**Metin Alıntısı**
# # # #
Sizden Gelenler

 

subHeader_l

Konu : Cvp: Aşk bekleyiştir
Gönderen : Sabri Tandoğan
Tarih : 1/13/2007 2:44:41 AM


Sayın Ender 2222,


12.1.2007 tarihli mailinizi aldım. Kıymetli yavrum, nice zamandır sizden gelecek maili bekliyordum. Şükürler olsun, kavuştum. İnşallah yakın aralıklarla devam eder.


Değerli yavrum, ele aldığın ve güzel bir üslupla işlediğin konu sade senin değil yüzbinlerin sorunu. Karacaoğlan, bir şiirinde


“Bir ben değil cümle alem perişan” der.
# # # #
(Konum etiketleme kayıtları)
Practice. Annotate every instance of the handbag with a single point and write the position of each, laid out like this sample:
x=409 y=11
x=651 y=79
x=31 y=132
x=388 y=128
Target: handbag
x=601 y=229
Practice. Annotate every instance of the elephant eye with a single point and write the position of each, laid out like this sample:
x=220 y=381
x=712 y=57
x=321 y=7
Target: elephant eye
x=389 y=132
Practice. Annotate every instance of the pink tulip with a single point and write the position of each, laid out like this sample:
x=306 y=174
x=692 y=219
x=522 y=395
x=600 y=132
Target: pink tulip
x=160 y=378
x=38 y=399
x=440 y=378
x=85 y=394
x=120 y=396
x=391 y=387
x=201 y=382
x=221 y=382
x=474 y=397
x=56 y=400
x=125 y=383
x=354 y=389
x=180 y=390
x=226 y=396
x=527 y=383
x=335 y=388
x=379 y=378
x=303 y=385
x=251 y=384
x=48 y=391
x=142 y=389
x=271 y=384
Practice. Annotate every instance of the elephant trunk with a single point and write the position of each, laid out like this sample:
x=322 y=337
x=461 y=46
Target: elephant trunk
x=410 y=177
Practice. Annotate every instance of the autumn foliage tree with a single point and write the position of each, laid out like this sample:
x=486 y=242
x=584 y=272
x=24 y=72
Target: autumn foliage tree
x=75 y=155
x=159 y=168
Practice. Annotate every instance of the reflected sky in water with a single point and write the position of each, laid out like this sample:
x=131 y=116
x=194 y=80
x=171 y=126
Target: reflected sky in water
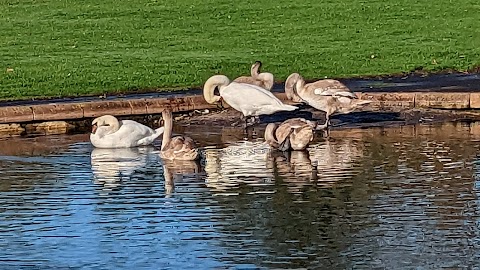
x=391 y=198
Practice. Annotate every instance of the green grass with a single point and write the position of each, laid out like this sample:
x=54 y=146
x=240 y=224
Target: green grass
x=84 y=47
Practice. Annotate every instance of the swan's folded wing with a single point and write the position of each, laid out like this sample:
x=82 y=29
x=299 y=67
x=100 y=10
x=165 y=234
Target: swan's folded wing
x=253 y=95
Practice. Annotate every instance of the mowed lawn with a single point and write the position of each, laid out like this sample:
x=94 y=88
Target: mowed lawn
x=51 y=48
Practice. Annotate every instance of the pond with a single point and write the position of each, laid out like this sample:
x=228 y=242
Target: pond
x=397 y=197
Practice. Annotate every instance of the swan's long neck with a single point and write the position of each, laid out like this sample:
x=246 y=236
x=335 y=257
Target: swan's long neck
x=267 y=79
x=168 y=126
x=270 y=134
x=290 y=84
x=299 y=86
x=114 y=125
x=210 y=85
x=255 y=69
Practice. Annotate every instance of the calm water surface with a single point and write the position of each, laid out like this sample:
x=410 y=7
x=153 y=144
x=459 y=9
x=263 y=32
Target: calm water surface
x=387 y=198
# # # #
**Görev Gereksinimleri**
(1) Mektupta "12.1.2007 tarihli mailinizi aldım" diye başlayan paragrafı, temel bilgilerini koruyarak daha kısa biçimde yeniden yazın.
(2) Girdilerde "Practice. Annotate every instance of the mowed" ifadesini içeren satırdan girdilerin sonuna kadar (iki uç dahil) uzanan satırlarda "pond" sözcüğünün yerine "lake" koyun. Yalnızca bu satırları, geri kalanına dokunmadan yeniden verin.

**Görev Bazında Çözümler**
(1) 12.1.2007 tarihli mail alındı. Uzun süredir beklenen bu maile kavuşulduğu için şükredilmekte ve yazışmanın yakın aralıklarla sürmesi dilenmektedir.

(2)
Practice. Annotate every instance of the mowed lawn with a single point and write the position of each, laid out like this sample:
x=94 y=88
Target: mowed lawn
x=51 y=48
Practice. Annotate every instance of the lake with a single point and write the position of each, laid out like this sample:
x=228 y=242
Target: lake
x=397 y=197
Practice. Annotate every instance of the swan's long neck with a single point and write the position of each, laid out like this sample:
x=246 y=236
x=335 y=257
Target: swan's long neck
x=267 y=79
x=168 y=126
x=270 y=134
x=290 y=84
x=299 y=86
x=114 y=125
x=210 y=85
x=255 y=69
Practice. Annotate every instance of the calm water surface with a single point and write the position of each, laid out like this sample:
x=410 y=7
x=153 y=144
x=459 y=9
x=263 y=32
Target: calm water surface
x=387 y=198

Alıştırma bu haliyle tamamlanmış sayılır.